=== Input ===

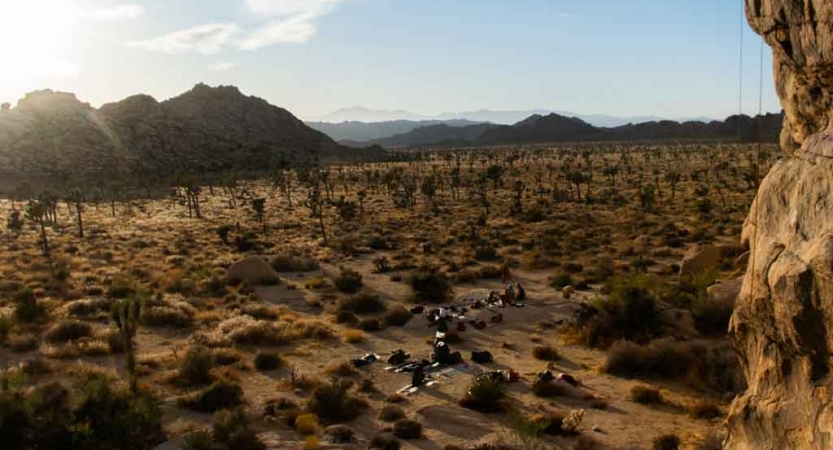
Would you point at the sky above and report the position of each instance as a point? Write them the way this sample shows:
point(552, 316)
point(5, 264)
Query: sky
point(670, 58)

===

The request
Arrange every line of the records above as a numbered list, omitting any blank lines. Leave the pictures out of the answer.

Answer
1. Would you point at the sky above and report the position of each instance as a point? Write them the way this sample shows:
2. point(552, 316)
3. point(5, 264)
4. Query: sky
5. point(670, 58)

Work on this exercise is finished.